▶ [Exercise prompt]
Across the data below, in how many lines does the word "fabric" appear? Give only the number.

*** Opening Supplied material ***

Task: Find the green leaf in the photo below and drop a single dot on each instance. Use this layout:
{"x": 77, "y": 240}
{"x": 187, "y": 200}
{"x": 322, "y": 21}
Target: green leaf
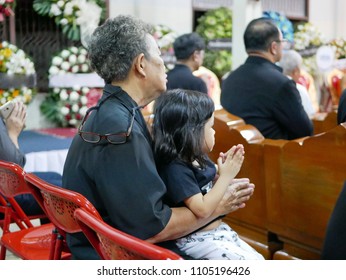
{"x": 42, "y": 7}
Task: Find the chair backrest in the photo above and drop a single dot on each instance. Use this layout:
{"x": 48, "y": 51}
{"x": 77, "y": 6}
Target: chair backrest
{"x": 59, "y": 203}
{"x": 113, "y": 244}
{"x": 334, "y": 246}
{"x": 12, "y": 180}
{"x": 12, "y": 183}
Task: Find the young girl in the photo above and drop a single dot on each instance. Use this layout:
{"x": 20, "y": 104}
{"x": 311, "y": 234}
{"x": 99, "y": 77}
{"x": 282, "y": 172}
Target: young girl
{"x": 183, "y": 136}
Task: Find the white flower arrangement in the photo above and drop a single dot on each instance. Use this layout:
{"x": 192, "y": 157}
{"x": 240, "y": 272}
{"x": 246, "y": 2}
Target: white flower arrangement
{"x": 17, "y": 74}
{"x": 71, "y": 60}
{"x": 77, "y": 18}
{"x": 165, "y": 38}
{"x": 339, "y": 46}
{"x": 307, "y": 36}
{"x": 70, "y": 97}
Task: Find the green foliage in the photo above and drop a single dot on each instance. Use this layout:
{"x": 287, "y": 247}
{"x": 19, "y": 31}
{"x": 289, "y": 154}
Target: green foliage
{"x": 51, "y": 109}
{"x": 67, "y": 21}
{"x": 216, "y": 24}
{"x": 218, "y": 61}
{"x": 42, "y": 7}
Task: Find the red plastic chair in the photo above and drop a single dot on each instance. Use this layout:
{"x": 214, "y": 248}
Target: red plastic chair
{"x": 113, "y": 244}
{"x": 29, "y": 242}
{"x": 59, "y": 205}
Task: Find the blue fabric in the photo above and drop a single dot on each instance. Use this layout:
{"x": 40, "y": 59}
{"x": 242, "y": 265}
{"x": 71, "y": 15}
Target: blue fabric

*** Closing Supplied material ***

▶ [Reply to the task]
2